---- Passage to read

Loss of Heterozygosity

Kylie L Gorringe, Cancer Genomics Program, Melbourne, Victoria, Australia

Published online: September 2016

DOI: 10.1002/9780470015902.a0026643

Abstract

Loss of heterozygosity (LOH) is a genetic event frequently observed in many cancer types. The loss of one allele of a genetic locus can have multiple possible functional effects including haploinsufficiency, loss of gene expression and being the second ‘hit’ that unmasks a recessive tumour suppressor gene. LOH can be caused by mitotic errors, chromothripsis, gene conversion and inappropriate repair of DNA (deoxyribonucleic acid) breaks. The methods for detecting LOH are evolving from single locus assays such as microsatellite analysis, to accurate and sensitive genome‐wide assays including single‐nucleotide polymorphism arrays and massively parallel DNA sequencing. LOH is an important tool to aid in the discovery of novel tumour suppressor genes and now is gaining importance as a biomarker for clinical decision making in certain contexts.

Key Concepts

  • Loss of heterozygosity is a common genetic event in cancer whereby one allele is lost, leading to part of the genome appearing homozygous in the tumour where heterozygous in matching normal DNA.
  • Allelic imbalance is different from LOH: both alleles are still present but are in different numbers of copies.

--------

• **Exercise 1**
According to the loss of heterozygosity text, how does allelic imbalance differ from LOH?
• **Exercise 2**
List every cause of LOH that the loss of heterozygosity text names.
• **Exercise 3**
Carry on the loss of heterozygosity text from its final sentence.

---- Given records

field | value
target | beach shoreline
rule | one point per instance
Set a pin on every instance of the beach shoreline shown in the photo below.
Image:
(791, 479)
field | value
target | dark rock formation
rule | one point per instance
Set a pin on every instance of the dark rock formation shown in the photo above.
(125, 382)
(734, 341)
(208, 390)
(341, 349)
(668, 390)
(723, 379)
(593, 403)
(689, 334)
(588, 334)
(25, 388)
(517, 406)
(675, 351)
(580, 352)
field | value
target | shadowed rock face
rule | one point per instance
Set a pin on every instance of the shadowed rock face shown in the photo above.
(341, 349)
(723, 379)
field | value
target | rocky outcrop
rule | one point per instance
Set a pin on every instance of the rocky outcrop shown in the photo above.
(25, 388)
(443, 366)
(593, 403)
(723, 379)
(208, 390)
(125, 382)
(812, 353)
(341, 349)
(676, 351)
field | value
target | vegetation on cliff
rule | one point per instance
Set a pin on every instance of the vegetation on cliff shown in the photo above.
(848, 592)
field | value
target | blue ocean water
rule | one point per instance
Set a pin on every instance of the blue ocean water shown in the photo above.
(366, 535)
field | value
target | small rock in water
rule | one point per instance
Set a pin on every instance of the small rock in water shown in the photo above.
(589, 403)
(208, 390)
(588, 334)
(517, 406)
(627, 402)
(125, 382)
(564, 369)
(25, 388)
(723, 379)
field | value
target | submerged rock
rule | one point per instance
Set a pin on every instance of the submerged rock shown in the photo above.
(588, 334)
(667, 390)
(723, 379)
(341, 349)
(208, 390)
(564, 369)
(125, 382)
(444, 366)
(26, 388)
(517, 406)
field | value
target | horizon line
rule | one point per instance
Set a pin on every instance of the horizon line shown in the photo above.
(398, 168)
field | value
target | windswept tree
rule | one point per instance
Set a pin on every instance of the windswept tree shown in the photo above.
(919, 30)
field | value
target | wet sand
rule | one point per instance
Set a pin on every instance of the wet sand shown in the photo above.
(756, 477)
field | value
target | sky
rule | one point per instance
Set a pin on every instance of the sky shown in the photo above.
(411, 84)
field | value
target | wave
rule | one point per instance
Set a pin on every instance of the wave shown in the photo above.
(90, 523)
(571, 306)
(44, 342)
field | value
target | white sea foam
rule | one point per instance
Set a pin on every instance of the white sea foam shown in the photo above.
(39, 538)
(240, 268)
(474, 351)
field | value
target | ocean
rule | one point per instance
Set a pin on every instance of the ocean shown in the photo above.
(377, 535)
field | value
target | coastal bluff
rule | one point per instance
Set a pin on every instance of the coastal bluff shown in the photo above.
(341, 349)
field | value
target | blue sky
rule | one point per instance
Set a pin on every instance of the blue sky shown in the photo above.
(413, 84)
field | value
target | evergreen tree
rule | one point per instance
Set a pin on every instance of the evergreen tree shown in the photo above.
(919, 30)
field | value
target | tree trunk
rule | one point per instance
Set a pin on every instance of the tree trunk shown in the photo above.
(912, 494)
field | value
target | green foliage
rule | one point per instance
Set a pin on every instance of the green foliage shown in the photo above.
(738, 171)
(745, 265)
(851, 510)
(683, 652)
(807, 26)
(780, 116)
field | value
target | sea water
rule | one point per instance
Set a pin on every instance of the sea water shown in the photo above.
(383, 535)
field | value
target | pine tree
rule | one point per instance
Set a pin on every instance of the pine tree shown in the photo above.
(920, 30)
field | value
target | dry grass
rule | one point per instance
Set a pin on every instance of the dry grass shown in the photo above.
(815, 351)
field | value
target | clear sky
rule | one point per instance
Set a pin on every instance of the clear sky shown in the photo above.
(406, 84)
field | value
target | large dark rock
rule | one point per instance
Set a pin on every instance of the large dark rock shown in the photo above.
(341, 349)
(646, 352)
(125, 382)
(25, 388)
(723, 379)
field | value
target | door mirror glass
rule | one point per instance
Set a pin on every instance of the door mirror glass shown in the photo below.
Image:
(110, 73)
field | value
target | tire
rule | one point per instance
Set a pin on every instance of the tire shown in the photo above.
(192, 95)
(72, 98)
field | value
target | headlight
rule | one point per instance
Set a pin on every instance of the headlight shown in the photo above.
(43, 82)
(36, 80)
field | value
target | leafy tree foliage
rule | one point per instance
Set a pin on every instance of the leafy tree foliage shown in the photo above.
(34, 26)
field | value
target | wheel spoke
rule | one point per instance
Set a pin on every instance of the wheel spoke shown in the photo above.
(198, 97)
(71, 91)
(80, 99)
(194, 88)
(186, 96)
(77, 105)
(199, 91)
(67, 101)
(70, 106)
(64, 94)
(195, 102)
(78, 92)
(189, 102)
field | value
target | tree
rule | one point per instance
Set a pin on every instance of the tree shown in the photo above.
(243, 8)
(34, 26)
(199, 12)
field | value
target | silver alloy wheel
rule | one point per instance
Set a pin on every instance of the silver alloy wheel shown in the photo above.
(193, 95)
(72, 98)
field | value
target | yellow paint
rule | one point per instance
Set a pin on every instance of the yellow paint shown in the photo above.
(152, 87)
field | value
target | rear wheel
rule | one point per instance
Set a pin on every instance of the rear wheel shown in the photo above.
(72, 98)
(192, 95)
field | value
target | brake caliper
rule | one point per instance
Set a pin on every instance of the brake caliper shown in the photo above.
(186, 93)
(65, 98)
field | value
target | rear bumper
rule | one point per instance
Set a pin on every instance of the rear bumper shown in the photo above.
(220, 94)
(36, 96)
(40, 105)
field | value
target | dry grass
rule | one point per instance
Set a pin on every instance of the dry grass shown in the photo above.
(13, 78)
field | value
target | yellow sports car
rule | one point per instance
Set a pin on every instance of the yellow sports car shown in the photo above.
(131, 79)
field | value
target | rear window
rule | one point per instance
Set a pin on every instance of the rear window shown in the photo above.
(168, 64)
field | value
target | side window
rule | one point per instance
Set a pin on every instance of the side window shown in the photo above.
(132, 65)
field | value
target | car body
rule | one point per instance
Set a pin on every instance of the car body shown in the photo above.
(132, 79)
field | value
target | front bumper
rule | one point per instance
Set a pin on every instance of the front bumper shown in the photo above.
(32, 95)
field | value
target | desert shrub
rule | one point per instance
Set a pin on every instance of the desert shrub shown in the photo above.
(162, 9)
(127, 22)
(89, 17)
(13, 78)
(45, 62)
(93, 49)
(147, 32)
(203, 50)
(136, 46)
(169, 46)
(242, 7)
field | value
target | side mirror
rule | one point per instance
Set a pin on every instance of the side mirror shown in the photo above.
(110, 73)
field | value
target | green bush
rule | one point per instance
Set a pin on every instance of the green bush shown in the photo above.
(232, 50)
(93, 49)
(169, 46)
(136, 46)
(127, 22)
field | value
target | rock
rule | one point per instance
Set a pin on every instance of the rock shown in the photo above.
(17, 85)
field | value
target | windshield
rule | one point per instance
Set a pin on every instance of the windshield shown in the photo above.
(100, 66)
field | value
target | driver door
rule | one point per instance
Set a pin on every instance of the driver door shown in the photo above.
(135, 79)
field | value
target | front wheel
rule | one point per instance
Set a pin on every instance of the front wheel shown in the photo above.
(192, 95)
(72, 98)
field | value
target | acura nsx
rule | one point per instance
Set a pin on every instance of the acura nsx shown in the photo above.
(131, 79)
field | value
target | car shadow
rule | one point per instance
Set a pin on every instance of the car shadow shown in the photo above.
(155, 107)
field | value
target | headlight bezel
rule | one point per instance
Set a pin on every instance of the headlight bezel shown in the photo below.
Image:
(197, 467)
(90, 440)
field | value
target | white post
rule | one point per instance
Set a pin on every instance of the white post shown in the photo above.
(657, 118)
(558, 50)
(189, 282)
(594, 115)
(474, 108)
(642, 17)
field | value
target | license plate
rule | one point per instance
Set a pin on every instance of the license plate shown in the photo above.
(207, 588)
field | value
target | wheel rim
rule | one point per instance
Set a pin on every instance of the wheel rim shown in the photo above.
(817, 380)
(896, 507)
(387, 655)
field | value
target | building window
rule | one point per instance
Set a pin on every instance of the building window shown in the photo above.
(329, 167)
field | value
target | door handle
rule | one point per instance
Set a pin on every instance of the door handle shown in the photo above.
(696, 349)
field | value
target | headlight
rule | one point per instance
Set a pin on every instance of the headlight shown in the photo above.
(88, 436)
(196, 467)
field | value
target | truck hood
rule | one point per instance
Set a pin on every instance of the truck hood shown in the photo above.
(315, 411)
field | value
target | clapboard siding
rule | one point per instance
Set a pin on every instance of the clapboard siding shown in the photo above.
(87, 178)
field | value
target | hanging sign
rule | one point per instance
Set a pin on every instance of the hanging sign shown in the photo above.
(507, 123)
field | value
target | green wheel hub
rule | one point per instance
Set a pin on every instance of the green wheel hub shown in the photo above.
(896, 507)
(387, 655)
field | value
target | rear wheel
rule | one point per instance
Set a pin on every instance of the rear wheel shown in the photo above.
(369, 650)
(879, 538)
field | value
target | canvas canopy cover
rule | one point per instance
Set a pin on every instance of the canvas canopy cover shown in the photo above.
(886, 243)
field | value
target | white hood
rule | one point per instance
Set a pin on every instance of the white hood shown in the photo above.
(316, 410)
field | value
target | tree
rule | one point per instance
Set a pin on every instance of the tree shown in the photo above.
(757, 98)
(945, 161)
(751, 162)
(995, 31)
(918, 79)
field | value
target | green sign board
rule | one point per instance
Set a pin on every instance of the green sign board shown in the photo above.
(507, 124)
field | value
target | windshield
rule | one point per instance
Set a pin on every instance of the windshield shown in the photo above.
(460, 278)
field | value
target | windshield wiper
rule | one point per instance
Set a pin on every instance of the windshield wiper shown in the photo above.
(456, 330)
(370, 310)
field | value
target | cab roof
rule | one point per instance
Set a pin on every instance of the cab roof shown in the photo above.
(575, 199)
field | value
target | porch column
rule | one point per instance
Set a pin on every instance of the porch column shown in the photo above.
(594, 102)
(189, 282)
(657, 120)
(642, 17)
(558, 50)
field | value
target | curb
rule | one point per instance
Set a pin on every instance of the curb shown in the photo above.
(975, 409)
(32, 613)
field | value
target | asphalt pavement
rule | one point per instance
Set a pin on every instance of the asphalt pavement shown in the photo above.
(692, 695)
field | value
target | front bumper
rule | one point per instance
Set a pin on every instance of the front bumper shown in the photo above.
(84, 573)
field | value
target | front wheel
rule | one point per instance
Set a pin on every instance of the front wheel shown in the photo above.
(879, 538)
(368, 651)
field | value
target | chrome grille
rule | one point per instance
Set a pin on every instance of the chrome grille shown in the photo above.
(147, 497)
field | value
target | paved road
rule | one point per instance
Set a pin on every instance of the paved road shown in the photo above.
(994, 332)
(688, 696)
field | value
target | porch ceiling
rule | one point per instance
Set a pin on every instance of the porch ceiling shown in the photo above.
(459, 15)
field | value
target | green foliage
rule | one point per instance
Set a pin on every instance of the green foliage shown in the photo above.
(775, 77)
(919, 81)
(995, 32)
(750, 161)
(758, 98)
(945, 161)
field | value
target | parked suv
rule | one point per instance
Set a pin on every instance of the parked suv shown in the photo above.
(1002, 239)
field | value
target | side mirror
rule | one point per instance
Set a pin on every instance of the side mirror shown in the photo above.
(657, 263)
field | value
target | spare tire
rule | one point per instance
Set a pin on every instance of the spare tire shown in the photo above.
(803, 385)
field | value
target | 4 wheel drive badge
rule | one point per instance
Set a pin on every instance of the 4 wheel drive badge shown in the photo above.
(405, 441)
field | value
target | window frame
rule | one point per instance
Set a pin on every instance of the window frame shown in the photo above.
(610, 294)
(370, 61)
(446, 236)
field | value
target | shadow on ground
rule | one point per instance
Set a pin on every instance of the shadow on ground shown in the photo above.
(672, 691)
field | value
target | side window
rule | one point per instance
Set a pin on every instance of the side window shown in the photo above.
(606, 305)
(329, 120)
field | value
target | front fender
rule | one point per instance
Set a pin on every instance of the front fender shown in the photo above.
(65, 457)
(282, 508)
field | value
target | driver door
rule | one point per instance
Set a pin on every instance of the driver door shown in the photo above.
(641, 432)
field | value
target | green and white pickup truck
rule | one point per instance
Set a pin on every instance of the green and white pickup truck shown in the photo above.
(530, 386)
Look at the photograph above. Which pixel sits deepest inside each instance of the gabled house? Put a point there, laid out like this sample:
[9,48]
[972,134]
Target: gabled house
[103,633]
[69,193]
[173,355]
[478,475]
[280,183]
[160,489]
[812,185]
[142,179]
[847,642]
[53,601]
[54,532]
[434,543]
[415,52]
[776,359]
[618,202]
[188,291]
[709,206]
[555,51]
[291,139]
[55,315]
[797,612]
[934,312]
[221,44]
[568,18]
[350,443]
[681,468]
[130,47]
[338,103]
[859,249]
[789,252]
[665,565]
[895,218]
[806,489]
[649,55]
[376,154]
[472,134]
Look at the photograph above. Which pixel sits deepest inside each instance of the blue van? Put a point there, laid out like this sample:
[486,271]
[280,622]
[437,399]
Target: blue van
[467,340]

--------

• **Expected answer 1**
In allelic imbalance, both alleles are still present but in different numbers of copies.

• **Expected answer 2**
Mitotic errors, chromothripsis, gene conversion, and inappropriate repair of DNA breaks.

• **Expected answer 3**
  • Regions of LOH can be copy number neutral or show copy number loss.
  • Whole‐chromosome LOH can be caused by mitotic nondisjunction.
  • Defects in homologous recombination repair lead to increased levels of LOH in cancer.
  • The two‐hit hypothesis describes the inactivation of both copies of a recessive tumour suppressor gene in cancer; LOH can be one such hit.
  • Haplo‐insufficiency is where a gene cannot perform its function normally when present as only one copy and is a likely reason for selection of some LOH events.

Keywords: loss of heterozygosity; polymorphism; chromosome instability; tumour suppressor gene; cancer genomics

Figure 1. Mechanisms of LOH (loss of heterozygosity) formation. Most of the causes of LOH shown here lead to loss of chromosomal material (loss LOH), but some can lead to copy number neutral LOH (neutral LOH). Note that although not shown here, a reduplication of the retained chromosome can occur at any time including before the LOH event and can lead to neutral LOH for any of the loss LOH mechanisms. Blue and red chromosomes are homologous, and other colours represent DNA (deoxyribonucleic acid) from other chromosomes.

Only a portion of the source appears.